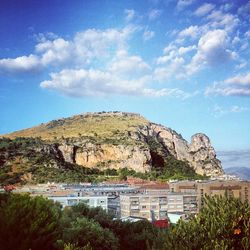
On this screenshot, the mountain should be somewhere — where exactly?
[0,112,223,185]
[225,167,250,180]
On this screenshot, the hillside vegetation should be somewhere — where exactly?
[3,112,149,141]
[0,112,214,185]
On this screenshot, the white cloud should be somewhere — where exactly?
[40,69,145,97]
[194,3,215,17]
[40,69,191,99]
[154,57,186,81]
[212,104,250,117]
[0,25,137,74]
[224,72,250,87]
[36,38,75,66]
[178,45,196,55]
[187,29,235,74]
[143,30,155,41]
[238,1,250,16]
[0,55,41,74]
[143,88,196,100]
[148,9,162,21]
[244,30,250,38]
[124,9,136,22]
[178,25,200,38]
[207,10,240,32]
[177,0,195,10]
[108,50,150,77]
[205,73,250,96]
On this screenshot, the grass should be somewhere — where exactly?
[2,113,148,141]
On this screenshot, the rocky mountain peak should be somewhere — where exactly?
[0,111,223,176]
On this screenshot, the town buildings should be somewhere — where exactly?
[120,194,167,221]
[169,180,250,209]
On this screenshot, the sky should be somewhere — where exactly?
[0,0,250,166]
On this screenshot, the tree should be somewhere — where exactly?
[0,194,61,250]
[62,217,119,250]
[166,196,250,250]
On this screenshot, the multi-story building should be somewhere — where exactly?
[48,196,108,211]
[167,193,198,214]
[120,194,167,220]
[169,180,250,209]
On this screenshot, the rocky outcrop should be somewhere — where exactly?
[3,112,223,176]
[58,142,151,173]
[139,124,223,176]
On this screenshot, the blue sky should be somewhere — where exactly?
[0,0,250,168]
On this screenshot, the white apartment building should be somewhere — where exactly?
[48,196,108,211]
[120,194,167,220]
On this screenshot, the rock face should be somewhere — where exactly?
[140,124,223,176]
[53,119,223,176]
[2,112,223,176]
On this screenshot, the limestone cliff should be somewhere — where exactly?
[1,112,223,176]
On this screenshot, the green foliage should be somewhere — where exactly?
[62,217,118,250]
[0,194,61,250]
[63,203,165,250]
[166,197,250,250]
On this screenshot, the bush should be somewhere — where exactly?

::::::

- **Written task**
Copy every item above word for word, leaving the pictures out.

- **Written response**
On this screenshot, the mountain should be somewhere — where exactly?
[0,112,223,185]
[225,167,250,180]
On this screenshot, the hillside vegetation should be somewhere — where exactly?
[3,112,149,141]
[0,112,214,185]
On this screenshot, the white cloud should be somewhere — where exactly?
[40,69,145,97]
[194,3,215,17]
[40,69,191,99]
[154,57,186,81]
[212,104,250,117]
[0,25,137,74]
[224,72,250,87]
[36,38,75,66]
[178,45,196,55]
[187,29,235,74]
[143,30,155,41]
[238,1,250,16]
[0,55,41,74]
[143,88,196,100]
[148,9,162,21]
[244,30,250,38]
[124,9,136,22]
[178,25,200,38]
[207,10,240,32]
[177,0,195,10]
[108,50,150,77]
[205,73,250,96]
On this screenshot, the grass should be somewhere — where exactly?
[2,113,148,141]
On this screenshot, the rocky mountain peak should be somewhere — where exactly?
[0,111,223,176]
On this screenshot, the town buildings should be somewhere — where exactly?
[120,194,167,221]
[169,180,250,209]
On this screenshot, the sky should be somewhere — where exactly?
[0,0,250,166]
On this screenshot, the tree should be somewhere — where exactly?
[0,194,61,250]
[62,217,119,250]
[166,196,250,250]
On this screenshot, the multi-story building should be somewhere — where exactly?
[48,196,108,211]
[167,193,198,214]
[120,194,167,220]
[169,180,250,209]
On this screenshot, the rocky outcrop should be somewhere — where exactly?
[3,112,223,176]
[58,142,151,173]
[139,124,223,176]
On this screenshot, the blue sky should be somewhere — where exactly?
[0,0,250,168]
On this screenshot, the white apartment building should be somewhere — where exactly?
[48,196,108,211]
[120,194,167,220]
On this screenshot, the rock face should be somewhere — where exactly?
[140,124,223,176]
[53,119,223,176]
[2,112,223,176]
On this screenshot, the limestone cliff should be somewhere — where exactly?
[1,112,223,176]
On this screenshot, the green foliage should be somewhere — where exactly?
[62,217,118,250]
[0,194,61,250]
[63,203,165,250]
[166,197,250,250]
On this screenshot, the bush should be somewhere — where exactly?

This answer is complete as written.